**Task requirements**
Output, exactly as written, the lines of the data below from the one containing "Question. For each instance of the sweaty" to the end.

**Data to use**
────────────────────────────────────────

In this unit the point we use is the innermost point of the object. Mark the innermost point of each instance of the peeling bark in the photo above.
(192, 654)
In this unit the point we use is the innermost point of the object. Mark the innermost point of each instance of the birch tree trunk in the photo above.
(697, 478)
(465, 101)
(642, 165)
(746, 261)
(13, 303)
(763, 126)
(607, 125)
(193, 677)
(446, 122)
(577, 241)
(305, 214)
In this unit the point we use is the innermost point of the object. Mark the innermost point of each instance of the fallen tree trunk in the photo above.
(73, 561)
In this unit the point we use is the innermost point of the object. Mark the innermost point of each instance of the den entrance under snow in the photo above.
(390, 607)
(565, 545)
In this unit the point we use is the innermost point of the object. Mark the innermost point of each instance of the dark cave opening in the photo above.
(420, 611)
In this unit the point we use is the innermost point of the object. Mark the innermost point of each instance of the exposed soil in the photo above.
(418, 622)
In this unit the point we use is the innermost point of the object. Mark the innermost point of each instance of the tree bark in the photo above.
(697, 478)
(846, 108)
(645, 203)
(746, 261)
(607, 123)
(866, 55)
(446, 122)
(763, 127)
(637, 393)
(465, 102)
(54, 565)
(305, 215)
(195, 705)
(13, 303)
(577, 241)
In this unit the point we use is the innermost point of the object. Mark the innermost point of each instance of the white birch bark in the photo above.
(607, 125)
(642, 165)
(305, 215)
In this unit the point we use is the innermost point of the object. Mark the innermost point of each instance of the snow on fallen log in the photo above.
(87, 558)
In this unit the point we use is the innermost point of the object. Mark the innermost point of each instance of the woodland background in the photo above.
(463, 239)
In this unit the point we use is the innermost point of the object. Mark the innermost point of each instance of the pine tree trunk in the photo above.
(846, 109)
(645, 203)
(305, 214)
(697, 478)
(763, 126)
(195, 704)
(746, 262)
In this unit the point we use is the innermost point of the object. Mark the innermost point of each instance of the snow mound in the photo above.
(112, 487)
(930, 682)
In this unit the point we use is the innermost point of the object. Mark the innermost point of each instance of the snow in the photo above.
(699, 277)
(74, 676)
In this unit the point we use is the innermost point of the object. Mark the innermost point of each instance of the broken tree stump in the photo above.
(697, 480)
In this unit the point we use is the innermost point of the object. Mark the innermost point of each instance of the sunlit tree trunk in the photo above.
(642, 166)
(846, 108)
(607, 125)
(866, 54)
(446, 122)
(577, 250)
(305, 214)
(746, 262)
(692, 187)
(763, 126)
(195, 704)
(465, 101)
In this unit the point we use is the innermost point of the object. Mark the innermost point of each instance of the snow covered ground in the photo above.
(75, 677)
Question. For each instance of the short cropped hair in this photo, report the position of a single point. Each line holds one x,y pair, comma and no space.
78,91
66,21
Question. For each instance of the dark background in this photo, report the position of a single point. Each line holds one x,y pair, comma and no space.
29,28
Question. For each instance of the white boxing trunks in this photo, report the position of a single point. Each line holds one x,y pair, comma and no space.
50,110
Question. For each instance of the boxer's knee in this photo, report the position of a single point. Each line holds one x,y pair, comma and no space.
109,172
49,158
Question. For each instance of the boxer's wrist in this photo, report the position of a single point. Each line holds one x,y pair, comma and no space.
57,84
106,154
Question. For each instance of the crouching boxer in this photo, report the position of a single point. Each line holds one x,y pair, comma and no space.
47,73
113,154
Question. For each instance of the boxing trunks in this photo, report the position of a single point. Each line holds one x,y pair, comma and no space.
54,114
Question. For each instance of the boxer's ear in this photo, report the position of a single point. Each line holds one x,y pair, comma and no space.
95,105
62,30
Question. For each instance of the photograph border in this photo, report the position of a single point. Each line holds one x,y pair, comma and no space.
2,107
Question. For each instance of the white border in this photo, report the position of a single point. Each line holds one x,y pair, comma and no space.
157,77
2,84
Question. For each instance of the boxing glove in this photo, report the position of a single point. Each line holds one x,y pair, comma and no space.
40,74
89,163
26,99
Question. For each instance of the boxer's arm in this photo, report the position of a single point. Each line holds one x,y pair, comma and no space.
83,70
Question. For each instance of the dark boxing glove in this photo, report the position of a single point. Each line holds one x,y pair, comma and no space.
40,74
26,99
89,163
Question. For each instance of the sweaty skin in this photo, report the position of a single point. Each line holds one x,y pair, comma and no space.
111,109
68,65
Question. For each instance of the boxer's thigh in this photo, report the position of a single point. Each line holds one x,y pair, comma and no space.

────────────────────────────────────────

**Exercise output**
Question. For each instance of the sweaty skin in this photo, report the position of a single point. Each line holds one x,y pair, comma and no space.
111,109
68,65
Question. For each instance of the boxer's thigh in this photo, report the position of a single point. Each line holds one x,y pair, comma and no space.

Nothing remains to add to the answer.